REQUIREMENT: Starting with the line containing "Reviewer note: confirm that every instance of the surf" and going on through the last of the lines, change "pixel coordinates" to "image coordinates" and leave everything else as it is. Return only those lines.
[Start of DATASET EXCERPTS]
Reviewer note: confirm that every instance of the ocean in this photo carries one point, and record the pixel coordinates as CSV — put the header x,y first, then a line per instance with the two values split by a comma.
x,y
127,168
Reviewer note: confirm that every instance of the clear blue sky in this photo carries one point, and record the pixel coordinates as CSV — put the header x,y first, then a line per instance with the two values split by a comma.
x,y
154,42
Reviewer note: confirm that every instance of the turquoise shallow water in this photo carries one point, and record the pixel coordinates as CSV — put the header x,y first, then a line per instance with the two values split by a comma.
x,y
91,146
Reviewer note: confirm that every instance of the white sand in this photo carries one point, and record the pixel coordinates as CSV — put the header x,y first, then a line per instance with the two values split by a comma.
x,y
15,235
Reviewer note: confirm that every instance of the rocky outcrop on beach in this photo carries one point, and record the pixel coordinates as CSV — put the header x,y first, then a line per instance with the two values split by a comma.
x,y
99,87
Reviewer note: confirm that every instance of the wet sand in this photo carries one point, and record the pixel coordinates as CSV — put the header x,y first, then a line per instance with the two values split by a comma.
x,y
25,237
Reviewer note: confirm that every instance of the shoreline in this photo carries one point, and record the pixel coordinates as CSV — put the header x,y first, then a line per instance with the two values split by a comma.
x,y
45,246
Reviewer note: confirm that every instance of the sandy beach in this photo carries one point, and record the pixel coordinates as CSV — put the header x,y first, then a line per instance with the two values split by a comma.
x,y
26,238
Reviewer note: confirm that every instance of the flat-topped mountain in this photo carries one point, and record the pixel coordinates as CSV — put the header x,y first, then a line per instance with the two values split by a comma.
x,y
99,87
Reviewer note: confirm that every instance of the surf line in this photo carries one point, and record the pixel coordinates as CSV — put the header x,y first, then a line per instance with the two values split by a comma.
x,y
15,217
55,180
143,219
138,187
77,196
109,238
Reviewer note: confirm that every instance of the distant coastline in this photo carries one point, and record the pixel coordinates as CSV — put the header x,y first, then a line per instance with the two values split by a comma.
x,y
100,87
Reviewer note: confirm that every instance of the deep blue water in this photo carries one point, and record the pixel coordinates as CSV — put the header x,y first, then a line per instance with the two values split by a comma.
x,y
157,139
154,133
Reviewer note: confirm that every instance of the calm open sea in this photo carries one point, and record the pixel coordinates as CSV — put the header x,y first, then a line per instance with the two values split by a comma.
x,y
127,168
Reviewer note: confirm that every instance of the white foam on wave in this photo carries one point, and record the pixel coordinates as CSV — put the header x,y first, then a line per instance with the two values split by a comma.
[End of DATASET EXCERPTS]
OUTPUT FOR THIS TASK:
Reviewer note: confirm that every instance of the surf line in this photo carries one point, and record the image coordinates as CSV — put the header x,y first, then a line per instance with the two values split by a comma.
x,y
15,217
55,180
143,219
138,187
77,196
109,238
Reviewer note: confirm that every instance of the distant coastline in this photo carries one point, and record the image coordinates as CSV — put the header x,y first, then a line per instance with the two values split by a comma.
x,y
100,87
Reviewer note: confirm that every instance of the deep blue water in this photo carries one point, and record the image coordinates as CSV — put the header x,y first, then a line per instance with the two values split by a comma.
x,y
157,139
154,133
Reviewer note: confirm that every instance of the calm open sea in this photo carries one point, and record the image coordinates as CSV — put the header x,y first, then a line per instance with the two values split by a comma.
x,y
127,168
Reviewer note: confirm that every instance of the white foam on wave in this photo carries one point, and record the image coordinates as CSV — put the header x,y first, then a line per instance with the two values split by a comma.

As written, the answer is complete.